--- START ---

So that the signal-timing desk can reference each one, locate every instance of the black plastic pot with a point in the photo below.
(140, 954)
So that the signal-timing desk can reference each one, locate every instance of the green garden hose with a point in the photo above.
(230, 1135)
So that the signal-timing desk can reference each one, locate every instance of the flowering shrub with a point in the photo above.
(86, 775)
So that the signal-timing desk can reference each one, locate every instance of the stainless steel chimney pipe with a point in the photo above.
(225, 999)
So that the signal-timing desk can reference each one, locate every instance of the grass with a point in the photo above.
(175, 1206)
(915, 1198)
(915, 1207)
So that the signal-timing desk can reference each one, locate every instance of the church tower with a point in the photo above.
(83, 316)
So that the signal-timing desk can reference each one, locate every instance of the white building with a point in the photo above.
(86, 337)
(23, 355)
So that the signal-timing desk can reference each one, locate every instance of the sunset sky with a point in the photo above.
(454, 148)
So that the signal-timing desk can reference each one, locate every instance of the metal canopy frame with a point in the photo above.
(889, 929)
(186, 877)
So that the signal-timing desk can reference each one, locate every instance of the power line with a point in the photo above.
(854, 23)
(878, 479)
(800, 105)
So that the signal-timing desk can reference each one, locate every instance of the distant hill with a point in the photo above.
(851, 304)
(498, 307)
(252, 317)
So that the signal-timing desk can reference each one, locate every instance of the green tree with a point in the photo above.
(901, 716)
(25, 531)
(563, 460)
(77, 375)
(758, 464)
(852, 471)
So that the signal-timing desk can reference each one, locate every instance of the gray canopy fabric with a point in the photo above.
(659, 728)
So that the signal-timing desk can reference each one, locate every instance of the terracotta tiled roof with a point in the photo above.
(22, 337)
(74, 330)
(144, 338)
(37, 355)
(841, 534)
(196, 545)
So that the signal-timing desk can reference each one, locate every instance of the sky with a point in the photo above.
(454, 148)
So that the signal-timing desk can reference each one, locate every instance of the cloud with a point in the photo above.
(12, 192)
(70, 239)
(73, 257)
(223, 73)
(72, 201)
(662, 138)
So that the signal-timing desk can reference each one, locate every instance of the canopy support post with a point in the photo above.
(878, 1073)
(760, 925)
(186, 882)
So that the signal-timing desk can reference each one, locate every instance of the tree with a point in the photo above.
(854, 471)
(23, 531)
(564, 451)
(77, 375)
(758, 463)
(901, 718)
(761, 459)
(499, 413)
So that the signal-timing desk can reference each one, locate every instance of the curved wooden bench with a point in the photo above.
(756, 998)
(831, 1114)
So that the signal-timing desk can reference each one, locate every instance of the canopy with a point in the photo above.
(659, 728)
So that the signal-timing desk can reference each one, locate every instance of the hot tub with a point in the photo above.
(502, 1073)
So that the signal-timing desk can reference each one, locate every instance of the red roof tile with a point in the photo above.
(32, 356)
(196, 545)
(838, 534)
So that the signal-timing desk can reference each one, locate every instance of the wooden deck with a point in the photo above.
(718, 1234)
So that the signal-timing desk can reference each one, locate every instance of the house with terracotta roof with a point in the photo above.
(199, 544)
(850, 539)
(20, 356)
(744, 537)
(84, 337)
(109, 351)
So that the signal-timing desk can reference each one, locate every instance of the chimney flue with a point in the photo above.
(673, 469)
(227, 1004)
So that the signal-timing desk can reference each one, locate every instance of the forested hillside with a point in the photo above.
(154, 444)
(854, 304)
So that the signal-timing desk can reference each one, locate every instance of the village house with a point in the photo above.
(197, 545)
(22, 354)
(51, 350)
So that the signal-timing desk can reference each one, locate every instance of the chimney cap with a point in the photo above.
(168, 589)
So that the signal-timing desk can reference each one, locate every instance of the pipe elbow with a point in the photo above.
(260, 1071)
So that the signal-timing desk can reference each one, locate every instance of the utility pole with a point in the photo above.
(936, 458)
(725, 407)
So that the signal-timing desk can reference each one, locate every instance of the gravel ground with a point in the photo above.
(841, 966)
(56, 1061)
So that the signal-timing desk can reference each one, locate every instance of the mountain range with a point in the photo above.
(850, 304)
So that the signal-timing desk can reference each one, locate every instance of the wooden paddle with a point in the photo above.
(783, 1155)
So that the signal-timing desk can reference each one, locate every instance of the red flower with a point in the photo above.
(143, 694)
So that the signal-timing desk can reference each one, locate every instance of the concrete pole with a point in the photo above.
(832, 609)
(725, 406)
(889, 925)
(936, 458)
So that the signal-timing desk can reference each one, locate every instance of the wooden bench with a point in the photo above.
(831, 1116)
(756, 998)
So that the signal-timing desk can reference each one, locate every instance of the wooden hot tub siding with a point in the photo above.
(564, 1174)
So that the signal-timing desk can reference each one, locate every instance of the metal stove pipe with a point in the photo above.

--- END ---

**EXERCISE INSTRUCTIONS**
Send back all of the entries exactly, with nothing missing.

**REPLY**
So that the signal-timing desk can reference each one, locate every instance of the black plastic pot with a point in the photo below.
(140, 954)
So that the signal-timing desk can reference each one, locate every instance of the green garden hose with a point in the photo above.
(230, 1135)
So that the signal-timing desk can reference each one, locate every instance of the flowering shrub with a point in the photo above.
(86, 775)
So that the signal-timing desk can reference each one, locate every instance of the stainless steel chimney pipe with a point in the photo above.
(225, 999)
So that the signal-timing desk can reference each one, locate every instance of the grass with a point in the photo above.
(175, 1206)
(915, 1198)
(915, 1207)
So that the signal-timing desk can reference each one, locate every instance of the church tower with a point in the photo above.
(83, 316)
So that the signal-timing desk can reference each one, locate every instance of the white building with a point in the photo above.
(86, 337)
(23, 355)
So that the signal-timing desk can reference each one, locate every instance of the sunset sky with a point in the photo above.
(454, 148)
So that the signal-timing desk can reference each one, locate every instance of the metal canopy frame with a point in the photo above.
(889, 929)
(186, 877)
So that the signal-timing desk can reference each one, locate every instance of the power line with a point in the photo above.
(854, 23)
(878, 479)
(800, 105)
So that the signal-timing desk can reference each one, locate every instance of the distant hill with a point in the photo above.
(851, 304)
(498, 307)
(252, 317)
So that the signal-timing desk can reference each one, locate every instance of the green tree with a point in the photo above.
(901, 716)
(25, 531)
(563, 460)
(77, 375)
(758, 464)
(852, 471)
So that the signal-timing desk can reference each one, locate every instance of the gray canopy fabric with a point in the photo above.
(659, 728)
So that the signal-timing desk can reference each one, locate every instance of the terracotta tiled roof with a point in the photo above.
(22, 337)
(74, 330)
(144, 338)
(37, 355)
(841, 534)
(196, 545)
So that the signal-timing desk can reference each one, locate every instance of the sky with a point in the photo above.
(454, 148)
So that the signal-timing desk can reference each one, locate every instance of the cloud with a point in the photo above.
(12, 192)
(70, 239)
(73, 257)
(223, 73)
(72, 201)
(662, 138)
So that the signal-timing desk can reference each one, locate every instance of the canopy support post with a point in the photo above.
(878, 1073)
(760, 925)
(186, 882)
So that the signal-timing desk can reference each one, locate every instance of the tree with a point in the photo above.
(854, 471)
(23, 531)
(564, 451)
(77, 375)
(758, 463)
(901, 718)
(761, 459)
(499, 413)
So that the signal-timing desk can reference each one, locate every instance of the curved wooden bench with a point in the photo above.
(756, 998)
(831, 1114)
So that the signal-timing desk can reference each one, locate every instance of the canopy with a point in the photo above.
(659, 728)
So that the signal-timing desk can reference each one, locate every instance of the hot tub with a point in the photo above.
(502, 1073)
So that the signal-timing desk can reference each one, locate every instance of the red roof tile with a point in the photo above.
(32, 356)
(196, 545)
(838, 534)
So that the signal-timing desk can reference each one, locate every instance of the wooden deck with a point in the photo above.
(718, 1234)
So that the signal-timing desk can reference each one, locate every instance of the house with terracotta roof with a point in the photo above.
(199, 544)
(850, 539)
(20, 356)
(744, 537)
(84, 337)
(109, 351)
So that the signal-timing desk can reference each one, locate every instance of the chimney flue with a point in the photo above.
(673, 469)
(227, 1004)
So that the signal-timing desk can reference each one, locate every instance of the forested hillside with a point in the photo above.
(154, 444)
(854, 304)
So that the signal-timing desk can reference each one, locate every instance of the village house with a point in the photo above.
(197, 545)
(22, 354)
(51, 350)
So that the signal-timing desk can reference each one, locate every instance of the chimney cap with a point in the photo above.
(168, 589)
So that the signal-timing desk can reference each one, locate every instance of the pipe elbow with a point in the photo above.
(260, 1071)
So that the signal-timing desk can reference each one, locate every instance of the utility pole with a point in the photo above.
(936, 458)
(725, 407)
So that the signal-timing desk can reference each one, locate every instance of the gravel ground with a point in the photo above.
(841, 966)
(56, 1061)
So that the signal-timing desk can reference each one, locate every instance of the mountain range with a point in the photo above.
(850, 304)
So that the signal-timing desk can reference each one, locate every instance of the wooden paddle with a point in the photo above.
(783, 1155)
So that the signal-timing desk can reference each one, locate every instance of the red flower with a point in the photo above.
(143, 694)
So that the signal-timing desk can reference each one, locate every instance of the concrete pole with a point in the photo above.
(832, 609)
(725, 406)
(889, 925)
(936, 458)
So that the signal-timing desk can reference each one, locate every instance of the wooden bench with a point in the photo above.
(831, 1116)
(756, 998)
So that the signal-timing desk can reference each one, locate every instance of the wooden hot tub siding with a point in the photo above.
(564, 1174)
So that the signal-timing desk can reference each one, locate every instance of the metal stove pipe with a point in the photo above.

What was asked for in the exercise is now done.